Data under study ->

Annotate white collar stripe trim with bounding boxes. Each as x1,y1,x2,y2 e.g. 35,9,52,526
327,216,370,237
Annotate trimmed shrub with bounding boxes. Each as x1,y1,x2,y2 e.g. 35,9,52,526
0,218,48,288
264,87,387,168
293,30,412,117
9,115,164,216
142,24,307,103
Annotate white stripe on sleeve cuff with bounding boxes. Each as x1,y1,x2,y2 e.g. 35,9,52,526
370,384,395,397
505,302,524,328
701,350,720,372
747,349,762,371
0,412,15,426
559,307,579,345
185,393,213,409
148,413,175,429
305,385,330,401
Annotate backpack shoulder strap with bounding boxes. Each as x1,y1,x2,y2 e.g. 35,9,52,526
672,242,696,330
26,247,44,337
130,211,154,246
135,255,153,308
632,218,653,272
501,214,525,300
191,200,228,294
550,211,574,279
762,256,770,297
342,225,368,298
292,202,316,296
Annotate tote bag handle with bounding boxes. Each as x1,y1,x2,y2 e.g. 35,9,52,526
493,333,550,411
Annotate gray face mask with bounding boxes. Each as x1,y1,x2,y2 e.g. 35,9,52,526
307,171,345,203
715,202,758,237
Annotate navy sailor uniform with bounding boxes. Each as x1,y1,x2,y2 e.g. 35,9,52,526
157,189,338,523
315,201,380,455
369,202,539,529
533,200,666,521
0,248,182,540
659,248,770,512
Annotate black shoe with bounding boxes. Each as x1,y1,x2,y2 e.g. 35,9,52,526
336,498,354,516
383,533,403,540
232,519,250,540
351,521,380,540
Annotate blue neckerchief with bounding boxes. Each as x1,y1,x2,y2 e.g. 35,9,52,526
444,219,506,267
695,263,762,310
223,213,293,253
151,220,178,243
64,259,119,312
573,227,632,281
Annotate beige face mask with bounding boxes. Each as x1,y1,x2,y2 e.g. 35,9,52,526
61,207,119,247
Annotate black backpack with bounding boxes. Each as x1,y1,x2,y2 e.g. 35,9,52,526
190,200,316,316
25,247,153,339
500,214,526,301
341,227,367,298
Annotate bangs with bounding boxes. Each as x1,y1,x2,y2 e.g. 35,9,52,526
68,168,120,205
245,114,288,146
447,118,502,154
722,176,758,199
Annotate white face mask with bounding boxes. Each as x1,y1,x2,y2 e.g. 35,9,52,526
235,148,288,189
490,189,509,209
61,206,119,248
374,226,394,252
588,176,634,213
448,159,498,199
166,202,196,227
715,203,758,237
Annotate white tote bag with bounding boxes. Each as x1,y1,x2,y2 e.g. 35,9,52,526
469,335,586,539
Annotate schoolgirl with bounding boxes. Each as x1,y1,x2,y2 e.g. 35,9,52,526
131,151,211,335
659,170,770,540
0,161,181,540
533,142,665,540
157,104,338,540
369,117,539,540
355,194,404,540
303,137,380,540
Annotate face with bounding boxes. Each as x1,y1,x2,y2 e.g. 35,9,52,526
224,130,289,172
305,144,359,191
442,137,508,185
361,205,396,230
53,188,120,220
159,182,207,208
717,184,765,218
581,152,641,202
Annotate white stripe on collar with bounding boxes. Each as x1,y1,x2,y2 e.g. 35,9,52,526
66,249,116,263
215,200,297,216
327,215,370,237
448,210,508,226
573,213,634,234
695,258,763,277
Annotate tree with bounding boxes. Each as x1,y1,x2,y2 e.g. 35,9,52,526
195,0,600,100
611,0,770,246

Exercise directions ->
Could you please repeat the data exactly as given?

Solution to the problem ->
Annotate white collar stripe trim with bounding boxes. Each as x1,y1,x2,y2 e.g. 35,9,52,526
327,216,370,237
Annotate trimmed shrub with bounding boxes. Each as x1,y1,x2,y2 e.g. 35,9,52,526
0,218,48,288
264,87,387,168
293,30,412,117
9,115,164,216
142,24,307,103
Annotate white stripe on sleeve cuff with bounding boxes. Each as x1,y1,x2,y2 e.g. 35,9,52,526
370,384,395,397
505,302,524,328
701,350,720,372
747,349,762,371
0,412,15,426
559,307,579,345
185,393,213,409
148,413,175,429
305,385,330,401
Annotate backpack shoulder strap with bounding boxes. Each as x1,y1,x2,y2 e.g. 35,9,52,526
672,242,696,330
26,247,44,337
130,211,154,246
135,255,153,308
632,218,653,272
501,214,525,300
191,200,228,294
550,211,574,279
762,256,770,297
342,225,368,298
292,202,316,296
Annotate tote bag handle with bounding boxes. Each as x1,y1,x2,y2 e.g. 35,9,52,526
493,333,550,411
Annotate gray face mask with bounding boxes. Each as x1,y1,x2,y2 e.g. 35,9,52,526
307,171,345,203
715,202,758,237
Annotate navy sailor uniform with bounding boxes. Each as x1,y1,x2,y2 e.g. 35,9,52,526
157,189,338,523
315,201,380,455
369,202,539,529
533,200,666,521
0,248,182,540
659,248,770,512
Annotate black shoe with bounding boxes. Each as x1,y1,x2,y2 e.g. 35,9,52,526
336,498,354,516
383,533,403,540
232,519,250,540
351,521,380,540
Annotate blue neckerchief with bounding boxes. Each as x1,y1,x2,y2 e.g. 35,9,52,526
444,219,506,267
695,263,762,310
223,213,293,253
151,220,178,243
64,259,119,312
573,227,632,281
Annotate beige face mask with bounding boxes. Each as x1,y1,x2,y2 e.g. 35,9,52,526
61,207,119,247
Annotate black backpack with bounding boxes. Each as x1,y1,x2,y2 e.g. 35,9,52,526
190,200,316,316
25,247,153,339
500,214,526,301
341,227,367,298
Annotate bangs with bounding boxes. Each as x1,y1,x2,y2 e.g. 35,9,52,526
68,168,120,205
245,114,288,146
447,118,502,154
722,176,758,199
Annotate white face mask with bounding boxes. Each as x1,y1,x2,y2 e.g. 35,9,52,526
235,148,288,189
490,189,509,209
61,206,119,248
374,226,394,252
588,176,634,213
448,159,498,199
166,202,196,227
715,203,758,237
Annotate white tote bag with bounding boxes. Each as x1,y1,x2,y2 e.g. 35,9,52,526
469,335,586,539
Annotate schoolgirl with bounding boxes. Each as x1,y1,x2,y2 e.g. 35,9,52,526
131,151,211,335
659,170,770,540
0,161,181,540
533,142,665,540
157,104,338,540
369,117,539,540
355,194,404,540
303,137,380,540
Annotate face with bounding boxes. Each as x1,y1,x2,y2 e.g. 35,9,52,526
224,130,289,172
305,144,359,191
442,137,508,185
361,205,396,230
53,188,120,220
159,182,207,208
717,184,765,218
581,152,641,202
Annotate white stripe on collar with bounding boxes. Each as x1,y1,x2,y2 e.g. 35,9,52,526
66,249,116,263
215,200,297,216
327,215,370,237
448,210,508,226
573,213,634,234
695,258,763,277
Annotate tree with bounding boxes. Each as x1,y1,x2,y2 e.g. 35,9,52,526
195,0,600,100
611,0,770,246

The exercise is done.